▸ Kutipan Halaman:
☆ ☆ ☆ ☆ ☆
Benteng tersebut berbentuk huruf “dal”
dalam aksara Arab. Sementara tak jauh dari Benteng Wolio terdapat
Benteng Baadia yang berbentuk huruf “alif”. Masih dalam radius pandangan
mata, terdapat Benteng Sorawolio yang berbentuk huruf “mim”. Ketiga
benteng ini membentuk lukisan semiotika yang membentuk kata Adam,
sebagai manusia pertama, juga kata Ahmad sebagai nama lain Rasulullah.
Artinya, benteng-benteng itu menyimpan satu teka-teki semiotika yang
mesti ditemukan maknanya, ditemukan pesan-pesan spiritual di baliknya
hingga diterapkan dalam kehidupan sehari-hari.
☆ ☆ ☆ ☆ ☆
Tuliskan kembali bagian kutipan tentang benteng-benteng berbentuk huruf Arab mulai dari "Benteng tersebut berbentuk" sampai "nama lain Rasulullah.", tanpa mengubah satu kata pun.
☆ ☆ ☆ ☆ ☆
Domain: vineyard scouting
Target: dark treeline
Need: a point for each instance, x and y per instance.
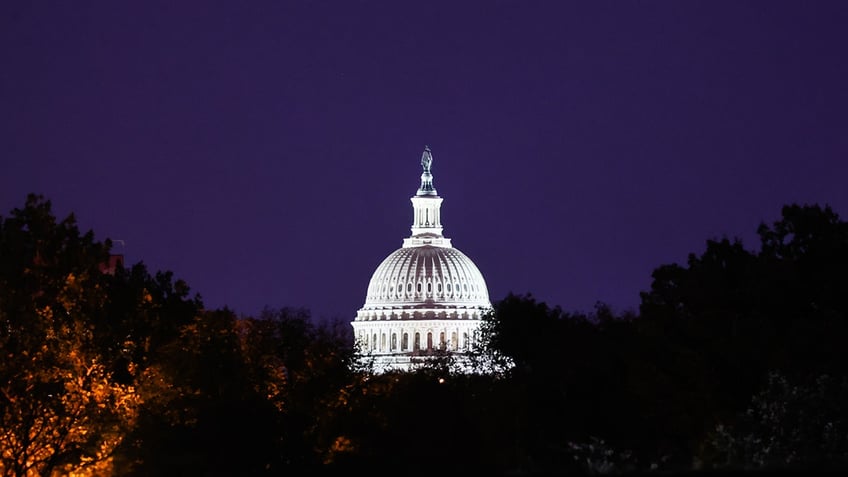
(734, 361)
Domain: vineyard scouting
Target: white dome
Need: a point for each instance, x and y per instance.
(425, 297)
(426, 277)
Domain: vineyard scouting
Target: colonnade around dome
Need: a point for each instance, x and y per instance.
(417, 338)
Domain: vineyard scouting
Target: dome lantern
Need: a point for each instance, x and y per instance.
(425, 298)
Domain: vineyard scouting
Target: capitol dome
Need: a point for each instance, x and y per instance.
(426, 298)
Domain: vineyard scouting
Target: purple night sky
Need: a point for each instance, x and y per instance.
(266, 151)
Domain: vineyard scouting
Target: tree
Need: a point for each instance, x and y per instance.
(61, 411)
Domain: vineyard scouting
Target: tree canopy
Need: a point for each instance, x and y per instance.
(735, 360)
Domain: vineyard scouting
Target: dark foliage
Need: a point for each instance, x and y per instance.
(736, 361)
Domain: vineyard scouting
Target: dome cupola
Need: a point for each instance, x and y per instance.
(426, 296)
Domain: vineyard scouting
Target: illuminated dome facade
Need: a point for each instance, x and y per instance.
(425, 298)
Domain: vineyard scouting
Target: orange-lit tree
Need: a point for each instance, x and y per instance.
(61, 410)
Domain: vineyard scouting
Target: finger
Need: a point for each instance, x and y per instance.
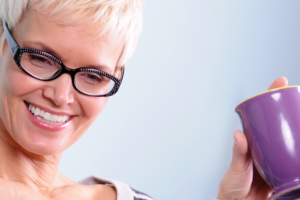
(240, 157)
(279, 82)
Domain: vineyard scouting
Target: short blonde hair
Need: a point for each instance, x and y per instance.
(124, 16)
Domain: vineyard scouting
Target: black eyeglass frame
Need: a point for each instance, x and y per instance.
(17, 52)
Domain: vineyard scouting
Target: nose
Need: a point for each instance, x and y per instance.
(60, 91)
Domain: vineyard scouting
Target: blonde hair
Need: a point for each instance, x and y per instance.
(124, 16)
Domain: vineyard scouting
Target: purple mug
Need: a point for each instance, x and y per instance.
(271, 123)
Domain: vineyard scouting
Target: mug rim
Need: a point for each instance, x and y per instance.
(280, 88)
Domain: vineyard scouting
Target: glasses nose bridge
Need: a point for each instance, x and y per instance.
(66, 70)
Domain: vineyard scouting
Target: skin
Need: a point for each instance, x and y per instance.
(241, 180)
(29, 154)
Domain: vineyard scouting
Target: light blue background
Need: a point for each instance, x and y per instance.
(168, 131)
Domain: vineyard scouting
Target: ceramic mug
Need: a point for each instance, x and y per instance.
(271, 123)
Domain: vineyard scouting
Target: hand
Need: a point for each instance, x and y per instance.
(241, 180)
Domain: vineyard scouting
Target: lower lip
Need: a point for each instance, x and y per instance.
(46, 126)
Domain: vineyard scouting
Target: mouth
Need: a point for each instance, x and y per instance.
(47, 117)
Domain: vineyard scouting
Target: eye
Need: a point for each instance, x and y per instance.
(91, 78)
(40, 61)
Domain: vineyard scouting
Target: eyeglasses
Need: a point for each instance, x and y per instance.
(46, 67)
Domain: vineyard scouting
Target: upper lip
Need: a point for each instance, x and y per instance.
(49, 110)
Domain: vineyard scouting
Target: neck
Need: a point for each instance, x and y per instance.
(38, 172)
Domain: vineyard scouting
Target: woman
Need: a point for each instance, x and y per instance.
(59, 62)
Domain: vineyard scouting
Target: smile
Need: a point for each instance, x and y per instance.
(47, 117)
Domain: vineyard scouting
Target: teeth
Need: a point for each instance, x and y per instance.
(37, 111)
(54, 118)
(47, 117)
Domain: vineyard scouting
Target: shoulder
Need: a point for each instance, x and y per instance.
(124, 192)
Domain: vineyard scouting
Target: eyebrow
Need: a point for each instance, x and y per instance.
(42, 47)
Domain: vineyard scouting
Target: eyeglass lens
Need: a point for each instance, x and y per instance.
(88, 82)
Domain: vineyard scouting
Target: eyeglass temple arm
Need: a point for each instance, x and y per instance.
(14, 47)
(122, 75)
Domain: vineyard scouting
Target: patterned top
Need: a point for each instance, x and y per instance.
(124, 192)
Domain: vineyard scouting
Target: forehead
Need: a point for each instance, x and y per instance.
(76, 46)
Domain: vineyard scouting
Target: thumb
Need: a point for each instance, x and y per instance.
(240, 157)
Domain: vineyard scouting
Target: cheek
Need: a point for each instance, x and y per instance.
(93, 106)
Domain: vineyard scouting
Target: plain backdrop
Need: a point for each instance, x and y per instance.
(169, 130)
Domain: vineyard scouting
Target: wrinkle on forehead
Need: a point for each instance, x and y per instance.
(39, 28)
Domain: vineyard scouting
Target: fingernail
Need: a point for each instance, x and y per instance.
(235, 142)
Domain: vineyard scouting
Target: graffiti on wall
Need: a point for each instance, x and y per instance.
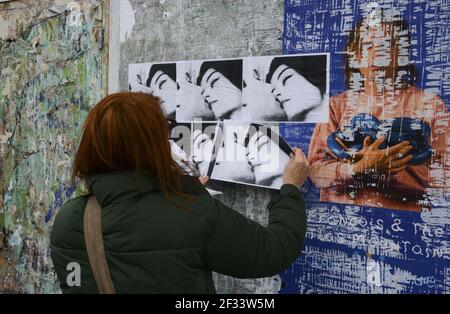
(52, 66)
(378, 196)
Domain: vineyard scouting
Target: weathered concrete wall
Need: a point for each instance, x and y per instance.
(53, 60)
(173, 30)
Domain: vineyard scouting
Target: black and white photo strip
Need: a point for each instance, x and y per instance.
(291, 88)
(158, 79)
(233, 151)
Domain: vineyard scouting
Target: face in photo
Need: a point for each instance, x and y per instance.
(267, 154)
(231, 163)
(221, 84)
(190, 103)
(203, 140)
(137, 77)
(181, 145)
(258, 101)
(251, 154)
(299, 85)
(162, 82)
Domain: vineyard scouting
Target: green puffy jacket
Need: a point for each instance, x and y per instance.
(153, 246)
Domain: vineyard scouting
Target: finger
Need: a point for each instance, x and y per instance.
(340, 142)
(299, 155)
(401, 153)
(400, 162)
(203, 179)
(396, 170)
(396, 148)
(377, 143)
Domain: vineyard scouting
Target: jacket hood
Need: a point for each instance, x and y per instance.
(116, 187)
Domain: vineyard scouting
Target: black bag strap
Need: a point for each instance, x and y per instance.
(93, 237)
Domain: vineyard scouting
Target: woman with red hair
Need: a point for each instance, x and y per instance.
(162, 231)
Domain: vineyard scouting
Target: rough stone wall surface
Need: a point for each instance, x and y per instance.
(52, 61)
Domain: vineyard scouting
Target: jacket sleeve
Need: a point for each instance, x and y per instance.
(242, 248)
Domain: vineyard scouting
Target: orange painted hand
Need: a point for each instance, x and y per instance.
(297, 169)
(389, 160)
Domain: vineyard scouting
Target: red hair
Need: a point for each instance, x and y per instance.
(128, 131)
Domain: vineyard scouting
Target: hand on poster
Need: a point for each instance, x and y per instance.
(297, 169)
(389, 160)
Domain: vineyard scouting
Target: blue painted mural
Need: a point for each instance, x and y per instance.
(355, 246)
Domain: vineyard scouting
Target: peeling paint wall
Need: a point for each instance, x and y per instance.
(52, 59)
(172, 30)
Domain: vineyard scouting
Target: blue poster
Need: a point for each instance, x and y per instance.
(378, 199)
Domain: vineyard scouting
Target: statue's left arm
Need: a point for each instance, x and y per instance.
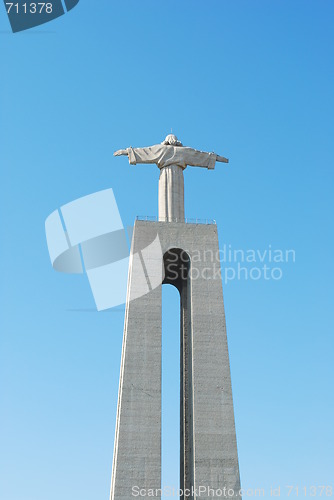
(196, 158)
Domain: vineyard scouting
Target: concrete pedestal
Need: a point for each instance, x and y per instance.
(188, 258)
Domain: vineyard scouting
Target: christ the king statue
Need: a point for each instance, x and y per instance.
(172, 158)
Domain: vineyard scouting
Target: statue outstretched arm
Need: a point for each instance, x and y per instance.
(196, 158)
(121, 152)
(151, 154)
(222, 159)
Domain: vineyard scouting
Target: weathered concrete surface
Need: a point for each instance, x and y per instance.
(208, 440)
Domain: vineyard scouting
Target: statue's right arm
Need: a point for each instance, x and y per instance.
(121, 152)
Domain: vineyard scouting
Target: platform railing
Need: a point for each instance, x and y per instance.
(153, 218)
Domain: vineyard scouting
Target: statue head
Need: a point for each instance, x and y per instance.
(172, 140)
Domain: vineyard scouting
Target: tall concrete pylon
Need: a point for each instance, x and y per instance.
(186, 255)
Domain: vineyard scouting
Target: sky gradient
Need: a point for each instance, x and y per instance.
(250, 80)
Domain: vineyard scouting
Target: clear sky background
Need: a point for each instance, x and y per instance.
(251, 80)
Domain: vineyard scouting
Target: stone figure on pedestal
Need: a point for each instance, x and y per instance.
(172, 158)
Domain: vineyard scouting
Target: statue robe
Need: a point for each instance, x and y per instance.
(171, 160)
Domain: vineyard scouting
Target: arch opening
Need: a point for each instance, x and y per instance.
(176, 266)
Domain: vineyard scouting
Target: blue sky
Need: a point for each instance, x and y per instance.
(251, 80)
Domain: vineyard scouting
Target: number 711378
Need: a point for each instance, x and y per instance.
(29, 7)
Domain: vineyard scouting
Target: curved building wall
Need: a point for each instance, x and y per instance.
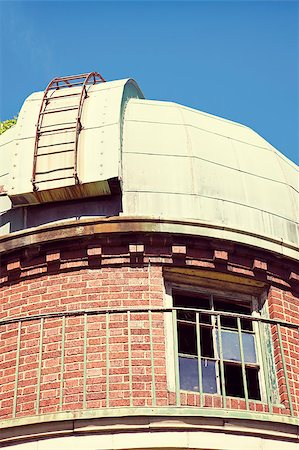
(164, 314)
☆ ☆ ☆ ☆ ☆
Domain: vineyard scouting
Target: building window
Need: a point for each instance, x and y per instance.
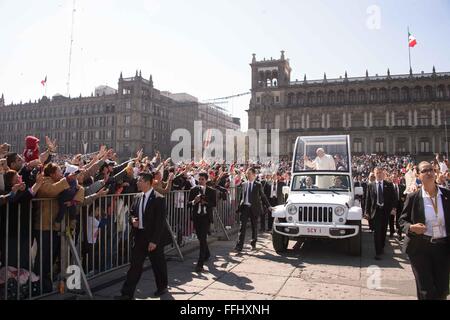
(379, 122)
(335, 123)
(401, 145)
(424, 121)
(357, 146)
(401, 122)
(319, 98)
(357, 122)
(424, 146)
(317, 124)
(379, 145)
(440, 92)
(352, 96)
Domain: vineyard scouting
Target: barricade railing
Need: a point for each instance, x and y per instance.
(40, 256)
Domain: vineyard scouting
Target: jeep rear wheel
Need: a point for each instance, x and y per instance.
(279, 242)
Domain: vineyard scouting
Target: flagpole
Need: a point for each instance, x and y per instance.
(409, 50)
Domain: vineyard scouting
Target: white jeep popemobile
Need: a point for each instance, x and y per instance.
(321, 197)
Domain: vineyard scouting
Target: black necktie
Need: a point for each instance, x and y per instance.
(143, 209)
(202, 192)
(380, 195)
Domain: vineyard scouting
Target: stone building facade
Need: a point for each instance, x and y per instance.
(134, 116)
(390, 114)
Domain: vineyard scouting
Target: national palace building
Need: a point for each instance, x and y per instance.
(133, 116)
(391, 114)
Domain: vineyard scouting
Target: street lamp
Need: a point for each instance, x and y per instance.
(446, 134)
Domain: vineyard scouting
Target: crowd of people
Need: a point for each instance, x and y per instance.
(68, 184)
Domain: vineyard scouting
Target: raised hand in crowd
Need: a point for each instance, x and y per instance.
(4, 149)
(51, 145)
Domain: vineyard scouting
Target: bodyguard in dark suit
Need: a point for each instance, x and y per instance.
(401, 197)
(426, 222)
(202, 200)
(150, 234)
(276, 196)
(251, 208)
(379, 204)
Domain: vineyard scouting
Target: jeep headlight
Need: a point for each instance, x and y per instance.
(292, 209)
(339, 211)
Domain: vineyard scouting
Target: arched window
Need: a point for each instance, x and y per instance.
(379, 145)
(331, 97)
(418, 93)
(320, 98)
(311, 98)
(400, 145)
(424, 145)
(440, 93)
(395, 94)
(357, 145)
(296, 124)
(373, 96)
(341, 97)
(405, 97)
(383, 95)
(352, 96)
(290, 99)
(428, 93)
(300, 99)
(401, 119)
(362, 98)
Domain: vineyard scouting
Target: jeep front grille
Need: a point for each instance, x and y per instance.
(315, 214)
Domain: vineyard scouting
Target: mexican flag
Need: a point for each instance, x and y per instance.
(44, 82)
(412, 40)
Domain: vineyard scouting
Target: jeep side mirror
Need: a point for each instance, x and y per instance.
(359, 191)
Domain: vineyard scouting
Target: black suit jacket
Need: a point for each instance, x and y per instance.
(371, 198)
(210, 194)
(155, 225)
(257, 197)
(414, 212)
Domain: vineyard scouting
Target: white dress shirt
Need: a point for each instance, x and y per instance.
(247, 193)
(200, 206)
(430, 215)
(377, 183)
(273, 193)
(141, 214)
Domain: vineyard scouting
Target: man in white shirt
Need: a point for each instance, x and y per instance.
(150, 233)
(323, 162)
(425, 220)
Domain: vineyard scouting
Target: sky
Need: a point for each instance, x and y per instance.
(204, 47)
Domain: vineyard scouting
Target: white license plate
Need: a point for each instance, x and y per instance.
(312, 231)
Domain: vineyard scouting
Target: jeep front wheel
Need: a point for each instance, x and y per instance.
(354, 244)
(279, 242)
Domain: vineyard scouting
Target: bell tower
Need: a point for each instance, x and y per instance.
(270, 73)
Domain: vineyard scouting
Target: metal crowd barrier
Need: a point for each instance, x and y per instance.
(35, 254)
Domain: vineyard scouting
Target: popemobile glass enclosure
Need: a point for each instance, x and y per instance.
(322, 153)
☆ ☆ ☆ ☆ ☆
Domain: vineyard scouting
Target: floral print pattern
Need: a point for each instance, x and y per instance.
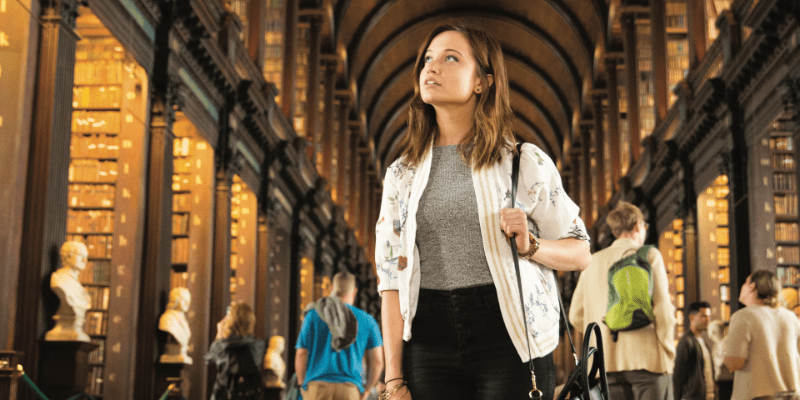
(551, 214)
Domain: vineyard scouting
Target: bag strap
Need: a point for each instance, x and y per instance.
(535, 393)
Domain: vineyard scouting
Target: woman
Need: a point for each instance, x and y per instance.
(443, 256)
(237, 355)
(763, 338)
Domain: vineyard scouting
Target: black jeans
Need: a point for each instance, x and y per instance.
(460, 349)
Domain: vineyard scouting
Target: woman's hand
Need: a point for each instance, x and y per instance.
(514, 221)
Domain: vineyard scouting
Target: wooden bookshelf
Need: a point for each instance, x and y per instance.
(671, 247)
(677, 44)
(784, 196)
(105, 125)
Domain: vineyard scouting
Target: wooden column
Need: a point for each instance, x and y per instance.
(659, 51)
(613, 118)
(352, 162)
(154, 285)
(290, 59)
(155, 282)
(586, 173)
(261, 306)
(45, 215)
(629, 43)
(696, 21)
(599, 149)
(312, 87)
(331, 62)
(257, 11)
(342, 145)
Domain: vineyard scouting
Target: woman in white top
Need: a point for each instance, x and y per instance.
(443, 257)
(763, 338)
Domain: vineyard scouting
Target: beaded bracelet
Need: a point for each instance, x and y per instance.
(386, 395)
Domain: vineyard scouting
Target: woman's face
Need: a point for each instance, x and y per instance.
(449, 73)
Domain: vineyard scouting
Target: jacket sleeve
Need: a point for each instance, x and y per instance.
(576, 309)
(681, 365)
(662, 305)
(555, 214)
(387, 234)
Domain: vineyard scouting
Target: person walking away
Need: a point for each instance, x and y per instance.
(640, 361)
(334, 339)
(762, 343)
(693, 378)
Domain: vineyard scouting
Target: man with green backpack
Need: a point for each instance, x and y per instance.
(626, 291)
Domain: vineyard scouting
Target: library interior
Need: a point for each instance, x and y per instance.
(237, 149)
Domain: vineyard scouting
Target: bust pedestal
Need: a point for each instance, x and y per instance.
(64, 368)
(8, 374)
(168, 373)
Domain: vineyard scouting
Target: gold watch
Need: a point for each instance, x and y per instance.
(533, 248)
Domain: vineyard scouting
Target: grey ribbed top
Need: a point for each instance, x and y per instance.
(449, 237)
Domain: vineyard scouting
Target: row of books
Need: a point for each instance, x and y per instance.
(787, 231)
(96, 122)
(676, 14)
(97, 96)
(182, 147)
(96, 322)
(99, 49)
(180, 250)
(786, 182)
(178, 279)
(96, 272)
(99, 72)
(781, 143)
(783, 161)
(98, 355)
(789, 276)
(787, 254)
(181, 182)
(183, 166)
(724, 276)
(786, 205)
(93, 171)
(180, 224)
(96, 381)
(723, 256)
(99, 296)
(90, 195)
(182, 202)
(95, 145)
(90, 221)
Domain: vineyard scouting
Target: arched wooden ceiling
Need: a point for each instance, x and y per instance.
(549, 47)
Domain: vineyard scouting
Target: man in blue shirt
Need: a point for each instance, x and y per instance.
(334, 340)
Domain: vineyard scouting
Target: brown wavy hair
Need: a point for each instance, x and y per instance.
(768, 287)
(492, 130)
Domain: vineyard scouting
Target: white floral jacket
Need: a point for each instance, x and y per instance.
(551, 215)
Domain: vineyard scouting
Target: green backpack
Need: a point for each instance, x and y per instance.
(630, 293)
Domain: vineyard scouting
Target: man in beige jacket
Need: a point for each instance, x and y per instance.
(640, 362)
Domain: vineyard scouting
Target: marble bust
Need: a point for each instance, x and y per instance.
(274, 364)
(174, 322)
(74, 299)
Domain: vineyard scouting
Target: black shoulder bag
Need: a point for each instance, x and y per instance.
☆ ☆ ☆ ☆ ☆
▸ Hasil:
Benteng tersebut berbentuk huruf “dal”
dalam aksara Arab. Sementara tak jauh dari Benteng Wolio terdapat
Benteng Baadia yang berbentuk huruf “alif”. Masih dalam radius pandangan
mata, terdapat Benteng Sorawolio yang berbentuk huruf “mim”. Ketiga
benteng ini membentuk lukisan semiotika yang membentuk kata Adam,
sebagai manusia pertama, juga kata Ahmad sebagai nama lain Rasulullah.